Without omitting anything, retype the data that follows.
-- START Records --
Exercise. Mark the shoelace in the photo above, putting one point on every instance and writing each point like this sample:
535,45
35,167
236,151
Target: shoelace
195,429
-- END Records --
> _Response to the exercise_
Exercise. Mark the shoelace in the photo above, putting one point on every instance and writing each point like this sample:
535,45
35,167
236,151
Target: shoelace
195,429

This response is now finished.